Aim of the task: In the data below, take the part that opens with the line containing "UI grounding task. Element to find: front wheel" and closes with the line containing "[607,138,631,148]", both lines included. Rewrite that part as a JSON list of strings with one string per line, leaving out any blank lines.

── Given information ──

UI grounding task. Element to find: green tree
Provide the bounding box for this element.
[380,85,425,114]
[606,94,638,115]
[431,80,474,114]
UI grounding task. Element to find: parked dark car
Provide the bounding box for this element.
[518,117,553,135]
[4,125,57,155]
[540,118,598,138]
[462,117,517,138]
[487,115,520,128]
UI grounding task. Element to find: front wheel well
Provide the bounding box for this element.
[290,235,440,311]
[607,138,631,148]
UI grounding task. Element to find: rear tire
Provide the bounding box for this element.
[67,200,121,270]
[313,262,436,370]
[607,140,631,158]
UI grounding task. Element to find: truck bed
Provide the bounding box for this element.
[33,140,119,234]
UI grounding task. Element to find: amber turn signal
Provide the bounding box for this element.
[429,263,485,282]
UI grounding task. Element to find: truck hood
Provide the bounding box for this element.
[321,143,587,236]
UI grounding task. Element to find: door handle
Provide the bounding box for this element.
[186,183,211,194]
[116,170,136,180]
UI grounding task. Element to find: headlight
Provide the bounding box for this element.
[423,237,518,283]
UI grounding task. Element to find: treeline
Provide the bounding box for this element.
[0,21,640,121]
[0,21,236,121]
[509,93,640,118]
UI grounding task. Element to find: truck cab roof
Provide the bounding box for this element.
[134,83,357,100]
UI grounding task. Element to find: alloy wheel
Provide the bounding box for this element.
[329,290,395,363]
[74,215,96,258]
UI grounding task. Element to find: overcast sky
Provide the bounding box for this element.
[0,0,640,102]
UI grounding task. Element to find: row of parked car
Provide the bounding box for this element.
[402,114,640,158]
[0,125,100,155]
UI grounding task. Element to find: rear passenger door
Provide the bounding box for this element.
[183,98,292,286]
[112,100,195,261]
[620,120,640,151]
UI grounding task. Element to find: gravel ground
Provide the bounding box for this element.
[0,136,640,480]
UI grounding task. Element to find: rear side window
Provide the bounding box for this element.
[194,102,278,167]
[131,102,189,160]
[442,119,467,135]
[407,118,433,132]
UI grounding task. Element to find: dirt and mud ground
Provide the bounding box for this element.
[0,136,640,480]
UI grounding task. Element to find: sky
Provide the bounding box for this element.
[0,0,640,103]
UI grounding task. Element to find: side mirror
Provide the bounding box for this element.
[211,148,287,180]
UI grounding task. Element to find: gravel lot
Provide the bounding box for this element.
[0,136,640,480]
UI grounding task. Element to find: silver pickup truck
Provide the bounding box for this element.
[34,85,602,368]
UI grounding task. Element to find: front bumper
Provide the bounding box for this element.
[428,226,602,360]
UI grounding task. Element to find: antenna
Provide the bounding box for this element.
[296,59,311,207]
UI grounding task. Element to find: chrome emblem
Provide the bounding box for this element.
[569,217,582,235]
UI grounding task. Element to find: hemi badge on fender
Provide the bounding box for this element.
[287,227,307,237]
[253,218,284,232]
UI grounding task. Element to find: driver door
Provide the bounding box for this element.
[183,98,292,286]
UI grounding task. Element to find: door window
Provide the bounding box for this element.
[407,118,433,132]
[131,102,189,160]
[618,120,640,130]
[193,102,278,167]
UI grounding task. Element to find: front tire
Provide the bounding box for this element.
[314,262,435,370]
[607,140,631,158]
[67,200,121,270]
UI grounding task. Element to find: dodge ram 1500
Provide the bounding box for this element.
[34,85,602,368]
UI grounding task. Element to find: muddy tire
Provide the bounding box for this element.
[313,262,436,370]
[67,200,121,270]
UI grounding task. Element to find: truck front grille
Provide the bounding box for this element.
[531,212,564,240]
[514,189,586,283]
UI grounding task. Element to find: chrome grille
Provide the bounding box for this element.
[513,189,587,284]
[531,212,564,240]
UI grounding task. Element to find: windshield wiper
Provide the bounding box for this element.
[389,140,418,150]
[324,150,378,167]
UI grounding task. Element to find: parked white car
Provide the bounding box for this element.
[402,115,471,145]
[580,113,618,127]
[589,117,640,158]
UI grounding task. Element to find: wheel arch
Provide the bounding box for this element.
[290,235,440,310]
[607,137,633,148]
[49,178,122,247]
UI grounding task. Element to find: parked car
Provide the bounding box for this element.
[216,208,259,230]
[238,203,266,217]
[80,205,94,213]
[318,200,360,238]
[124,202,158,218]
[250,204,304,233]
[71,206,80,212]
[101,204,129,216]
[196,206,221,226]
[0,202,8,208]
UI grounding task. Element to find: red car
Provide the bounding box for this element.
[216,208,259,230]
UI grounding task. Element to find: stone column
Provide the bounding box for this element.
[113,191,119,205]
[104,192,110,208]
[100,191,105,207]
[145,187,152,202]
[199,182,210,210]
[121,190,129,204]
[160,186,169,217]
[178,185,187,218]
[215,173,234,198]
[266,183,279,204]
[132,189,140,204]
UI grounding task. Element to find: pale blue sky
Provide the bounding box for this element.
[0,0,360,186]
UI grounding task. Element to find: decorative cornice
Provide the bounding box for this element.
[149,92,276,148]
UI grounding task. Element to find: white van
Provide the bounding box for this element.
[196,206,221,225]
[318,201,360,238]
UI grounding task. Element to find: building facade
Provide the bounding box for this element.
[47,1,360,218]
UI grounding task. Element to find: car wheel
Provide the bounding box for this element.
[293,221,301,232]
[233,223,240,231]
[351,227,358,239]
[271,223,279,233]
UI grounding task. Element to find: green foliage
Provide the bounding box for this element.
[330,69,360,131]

───

Worked answer:
[
  "UI grounding task. Element to find: front wheel well",
  "Provide the bounding box for this element.",
  "[290,235,440,311]",
  "[607,138,631,148]"
]